### SHORT PROBLEM 1:
Answer these about the Vicarious thread:
(a) What is the novel's price at the Kindle store?
(b) What creature does the old journal describe a hunt for?
(c) What prize could buyers of the novel win?
### SHORT PROBLEM 2:
Write out everything in the Vicarious thread from "Thanks Jp!  Much" down to "(Mar 31, 2009)", swapping "VICARIOUS" for "the novel".

### PROVIDED TEXT:
******

# VICARIOUS: New Supernatural Thriller for just $1.59



## jonfmerz (Mar 30, 2009)

(This wasn't showing up when I tried making the link in the Linkmaker, so I've tried to hack the code it as best possible - apologies for any mistakes!)

My latest novel is a supernatural suspense thriller called VICARIOUS. It's only $1.59 at the Kindle store on Amazon. Here's a quick summary:

When disgraced ex-FBI agent-turned-Boston-cop Steve Curran finds a corpse with no practical explanation for its death, the nightmares start again. Convinced the serial killer that caused his expulsion from the Bureau is once again haunting him, Curran soon learns his theories are all wrong. When the sister of the latest victim, Lauren Fields, uncovers an old journal detailing the hunt for a creature known only as the Soul Eater, she and Curran must confront the very real prospect that the killer is not of this world at all - and that his motives have little to do with killing, but all to do with something far, far worse.

I hope you check it out! Thanks!


----------



## dianon (Feb 28, 2009)

Amazon reporting that it's not available yet-waiting with interest.


----------



## jonfmerz (Mar 30, 2009)

It should be all set now!  Thanks!


----------



## blade (May 4, 2009)

jonfmerz said:


> It should be all set now! Thanks!


Yes, it is. I just picked it up.

AJ


----------



## jonfmerz (Mar 30, 2009)

Thanks AJ!


----------



## r0b0d0c (Feb 16, 2009)

Downloaded it, also! It's joining my TBR list (which is getting a bit too large!!!)


----------



## jonfmerz (Mar 30, 2009)

Thank you - I hope you enjoy it!


----------



## jpmorgan49 (Feb 10, 2009)

Jon, I just purchased Vicarious from Amazon.  I'm looking forward to the read. 
jp


----------



## jonfmerz (Mar 30, 2009)

Thanks Jp!  Much appreciated!

BTW, for those who buy VICARIOUS...you could win a signed copy of THE FIXER television series pilot script! (based on my Lawson Vampire novels)  Just grab a copy of VICARIOUS for your chance to win - Kindle readers please forward me a copy of your Amazon sales receipt to jonfmerz AT verizon DOT net.  Winner will be announced in 2 weeks!


----------



## EllenR (Mar 31, 2009)

Oooooo, right up my alley. Off to buy it!

EllenR


----------



## jonfmerz (Mar 30, 2009)

Thanks Ellen  - enjoy!


----------

******

### MATERIAL SUPPLIED:
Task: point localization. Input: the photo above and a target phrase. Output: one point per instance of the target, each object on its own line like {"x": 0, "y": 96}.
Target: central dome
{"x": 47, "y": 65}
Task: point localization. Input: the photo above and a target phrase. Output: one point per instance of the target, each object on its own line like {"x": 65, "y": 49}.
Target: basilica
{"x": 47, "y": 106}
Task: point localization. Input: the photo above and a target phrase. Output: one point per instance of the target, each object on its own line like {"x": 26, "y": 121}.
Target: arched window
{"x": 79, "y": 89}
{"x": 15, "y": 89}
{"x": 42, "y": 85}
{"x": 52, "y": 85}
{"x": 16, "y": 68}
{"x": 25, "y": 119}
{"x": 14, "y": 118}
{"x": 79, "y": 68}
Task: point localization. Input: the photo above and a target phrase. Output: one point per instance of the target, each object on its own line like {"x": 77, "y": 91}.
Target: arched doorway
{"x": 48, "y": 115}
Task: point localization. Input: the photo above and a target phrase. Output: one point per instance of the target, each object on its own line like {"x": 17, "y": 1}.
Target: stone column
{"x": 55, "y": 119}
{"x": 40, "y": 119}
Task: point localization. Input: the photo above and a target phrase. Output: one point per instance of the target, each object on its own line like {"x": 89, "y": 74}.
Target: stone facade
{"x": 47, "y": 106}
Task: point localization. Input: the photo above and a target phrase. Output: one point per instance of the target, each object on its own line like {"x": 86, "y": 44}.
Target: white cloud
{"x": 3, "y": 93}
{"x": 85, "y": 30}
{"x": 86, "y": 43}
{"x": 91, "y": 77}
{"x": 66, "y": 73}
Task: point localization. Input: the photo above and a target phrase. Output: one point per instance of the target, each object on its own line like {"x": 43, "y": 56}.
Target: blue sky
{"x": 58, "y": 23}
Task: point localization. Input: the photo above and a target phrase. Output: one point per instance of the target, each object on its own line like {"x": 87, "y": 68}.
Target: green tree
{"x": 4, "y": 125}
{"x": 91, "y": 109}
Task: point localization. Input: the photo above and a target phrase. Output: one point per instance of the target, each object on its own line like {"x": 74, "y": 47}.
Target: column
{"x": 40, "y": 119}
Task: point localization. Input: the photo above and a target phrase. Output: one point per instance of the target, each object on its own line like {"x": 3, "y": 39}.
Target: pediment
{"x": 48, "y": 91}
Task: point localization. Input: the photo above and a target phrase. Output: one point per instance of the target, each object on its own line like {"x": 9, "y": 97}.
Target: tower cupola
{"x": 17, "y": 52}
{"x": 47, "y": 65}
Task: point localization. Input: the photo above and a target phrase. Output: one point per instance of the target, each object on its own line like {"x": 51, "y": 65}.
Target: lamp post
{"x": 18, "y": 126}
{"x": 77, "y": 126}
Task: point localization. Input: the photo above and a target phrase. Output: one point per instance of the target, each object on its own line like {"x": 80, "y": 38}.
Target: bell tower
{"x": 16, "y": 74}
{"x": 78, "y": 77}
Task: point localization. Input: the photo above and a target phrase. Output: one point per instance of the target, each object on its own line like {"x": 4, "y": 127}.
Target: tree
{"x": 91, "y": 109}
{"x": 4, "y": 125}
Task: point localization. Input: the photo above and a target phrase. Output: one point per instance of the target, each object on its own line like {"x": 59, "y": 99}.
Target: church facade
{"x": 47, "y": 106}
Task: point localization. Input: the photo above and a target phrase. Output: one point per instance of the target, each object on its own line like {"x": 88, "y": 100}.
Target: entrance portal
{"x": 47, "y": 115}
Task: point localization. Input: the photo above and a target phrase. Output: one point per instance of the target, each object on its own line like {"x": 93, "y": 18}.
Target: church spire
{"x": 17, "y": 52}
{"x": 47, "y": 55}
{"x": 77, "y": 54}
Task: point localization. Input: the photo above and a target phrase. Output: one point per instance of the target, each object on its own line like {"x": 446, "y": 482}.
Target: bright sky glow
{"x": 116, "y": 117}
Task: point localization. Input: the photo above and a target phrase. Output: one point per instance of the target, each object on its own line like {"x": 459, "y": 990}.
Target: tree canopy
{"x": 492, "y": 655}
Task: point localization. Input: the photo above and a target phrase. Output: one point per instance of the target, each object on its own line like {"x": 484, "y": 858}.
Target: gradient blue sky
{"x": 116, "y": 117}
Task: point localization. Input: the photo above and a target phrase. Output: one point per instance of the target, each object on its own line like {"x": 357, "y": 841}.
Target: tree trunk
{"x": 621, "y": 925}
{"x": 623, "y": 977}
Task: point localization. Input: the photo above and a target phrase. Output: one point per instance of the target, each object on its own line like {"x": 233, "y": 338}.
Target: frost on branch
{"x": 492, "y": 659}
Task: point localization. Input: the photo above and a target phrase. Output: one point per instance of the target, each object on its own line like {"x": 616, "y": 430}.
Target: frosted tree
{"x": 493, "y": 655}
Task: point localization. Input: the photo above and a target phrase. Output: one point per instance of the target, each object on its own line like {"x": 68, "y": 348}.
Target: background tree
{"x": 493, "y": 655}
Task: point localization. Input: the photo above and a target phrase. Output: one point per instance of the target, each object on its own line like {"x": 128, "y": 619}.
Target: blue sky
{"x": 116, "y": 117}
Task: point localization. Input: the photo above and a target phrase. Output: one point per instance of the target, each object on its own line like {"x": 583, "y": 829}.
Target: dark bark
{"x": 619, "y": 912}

******

### CORRECT ANSWER 1:
(a) $1.59
(b) the Soul Eater
(c) a signed copy of THE FIXER television series pilot script

### CORRECT ANSWER 2:
Thanks Jp!  Much appreciated!

BTW, for those who buy the novel...you could win a signed copy of THE FIXER television series pilot script! (based on my Lawson Vampire novels)  Just grab a copy of the novel for your chance to win - Kindle readers please forward me a copy of your Amazon sales receipt to jonfmerz AT verizon DOT net.  Winner will be announced in 2 weeks!


----------



## EllenR (Mar 31, 2009)